* _Given passage_:
_ _ _

Agent-based models potentially present a way to model the financial economy as a complex system, as Keynes attempted to do, while taking human adaptation and learning into account, as Lucas advocated. Such models allow for the creation of a kind of virtual universe, in which many players can act in complex — and realistic — ways. In some other areas of science, such as epidemiology or traffic control, agent-based models already help policy-making.
One problem that must be addressed if agent-based models are to gain widespread acceptance in economics is that of quality control. For methodologies that are currently in common use, there exist well-understood (though imperfect) standards for assessing the value of any given contribution. Empirical researchers are concerned with identification and external validity, for instance, and theorists with robustness. But how is one to judge the robustness of a set of simulation results?
The major challenge lies in specifying how the agents behave and, in particular, in choosing the rules they use to make decisions. In many cases this is still done by common sense and guesswork, which is only sometimes sufficient to mimic real behaviour. An attempt to model all the details of a realistic problem can rapidly lead to a complicated simulation where it is difficult to determine what causes what. To make agent-based modelling useful we must proceed systematically, avoiding arbitrary assumptions, carefully grounding and testing each piece of the model against reality and introducing additional complexity only when it is needed. Done right, the agent-based method can provide an unprecedented understanding of the emergent properties of interacting parts in complex circumstances where intuition fails.
This recognizes the problem of quality control, but does not offer much in the way of guidance for editors or referees in evaluating submissions. Presumably such standards will emerge over time, perhaps through the development of a few contributions that are commonly agreed to be outstanding and can serve as templates for future work.

There do exist a number of researchers using agent-based methodologies in economics, and Farmer and Foley specifically mention Blake LeBaron, Rob Axtell, Mauro Gallegati, Robert Clower and Peter Howitt. To this list I would add Joshua Epstein, Marco Janssen, Peter Albin, and especially Leigh Tesfatsion, whose ACE (agent-based computational economics) website provides a wonderful overview of what such methods are designed to achieve. (Tesfatsion also mentions not just Smith but also Hayek as a key figure in exploring the "self-organizing capabilities of decentralized market economies.")

A recent example of an agent-based model that deals specifically with the financial crisis may be found in a paper by Thurner, Farmer, and Geanakoplos. Farmer and Foley provide an overview:
Leverage, the investment of borrowed funds, is measured as the ratio of total assets owned to the wealth of the borrower; if a house is bought with a 20% down-payment the leverage is five. There are four types of agents in this model. 'Noise traders', who trade more or less at random, but are slightly biased toward driving prices towards a fundamental value; hedge funds, which hold a stock when it is under-priced and otherwise hold cash; investors who decide whether to invest in a hedge fund; and a bank that can lend money to the hedge funds, allowing them to buy more stock. Normally, the presence of the hedge funds damps volatility, pushing the stock price towards its fundamental value. But, to contain their risk, the banks cap leverage at a predetermined maximum value. If the price of the stock drops while a fund is fully leveraged, the fund's wealth plummets and its leverage increases; thus the fund has to sell stock to pay off part of its loan and keep within its leverage limit, selling into a falling market.

_ _ _

* _Provided information_:
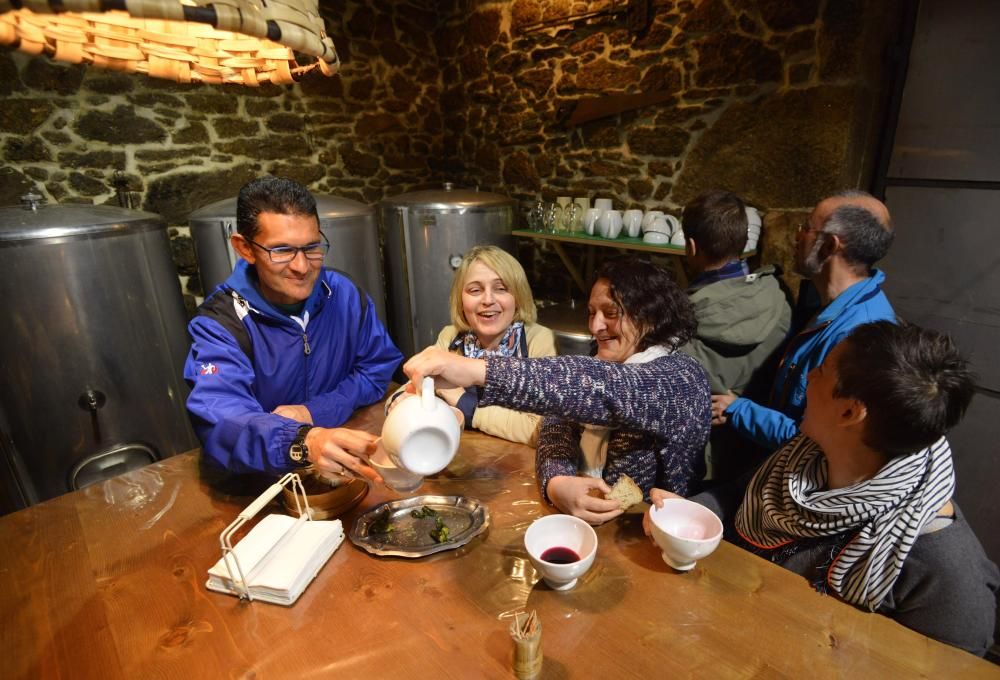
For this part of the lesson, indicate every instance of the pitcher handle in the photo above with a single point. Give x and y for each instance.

_ _ _

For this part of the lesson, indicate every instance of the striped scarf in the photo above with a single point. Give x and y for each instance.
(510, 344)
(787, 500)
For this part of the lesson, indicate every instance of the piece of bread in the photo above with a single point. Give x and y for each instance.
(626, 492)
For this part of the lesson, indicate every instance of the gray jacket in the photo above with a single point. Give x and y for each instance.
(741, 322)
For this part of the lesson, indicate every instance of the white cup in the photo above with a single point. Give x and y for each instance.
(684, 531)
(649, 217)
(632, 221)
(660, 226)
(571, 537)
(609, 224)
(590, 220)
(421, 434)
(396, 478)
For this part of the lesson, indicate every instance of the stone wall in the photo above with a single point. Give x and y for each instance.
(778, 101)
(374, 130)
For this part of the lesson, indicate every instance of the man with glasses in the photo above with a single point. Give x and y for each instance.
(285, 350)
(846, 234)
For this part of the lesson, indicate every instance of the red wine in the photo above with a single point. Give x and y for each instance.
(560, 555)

_ _ _

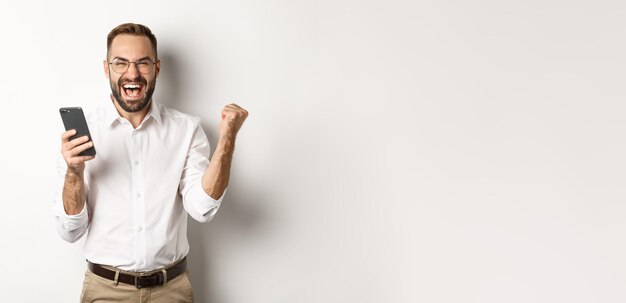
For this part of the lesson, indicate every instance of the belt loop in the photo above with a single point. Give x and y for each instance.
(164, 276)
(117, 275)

_ _ _

* _Goal_:
In the passage on agent-based models, what is the leverage when a house is bought with a 20% down-payment? Please answer in one sentence.

* _Exercise output_:
The leverage is five.